**EXERCISE DESCRIPTION**
In the review of the Death Valley Days episode "The Other White Man," who plays Scipio Gaines?

"Death Valley Days" The Other White Man (TV Episode 1964) Poster

User Reviews

Review this title
2 Reviews
Sort by:
Filter by Rating:
7/10
Scipio Gaines
bkoganbing28 February 2017
Had things worked out differently James Edwards might have been the first major black leading actor instead of Sidney Poitier. Even not getting the laurels that Poitier got Edwards turned in a string of fine performances like this one on Death Valley Days.

A couple of white men turn up on the Sioux reservation, one of them Dan Haggerty a representative of the federal government. There's gold in those Dakota Black Hills and Haggerty wants to talk to chief Rudolfo Acosta about an impending bad situation. But Haggerty is wounded by young brave Valentin DeVargas.

In the tribe there is a refugee from the white world. James Edwards as Scipio Gaines ran away from the plantation where he was a young slave.

I won't go any further except to say Edwards by living with the Sioux missed an awful lot of history.

Edwards registers well as one bitter man who left bondage and has no desire to return.
4 out of 5 found this helpful. Was this review helpful? Sign in to vote.

**INFORMATION SUPPLIED**
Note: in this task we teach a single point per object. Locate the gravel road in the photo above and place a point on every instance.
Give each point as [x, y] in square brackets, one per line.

**COMPLETE OUTPUT**
James Edwards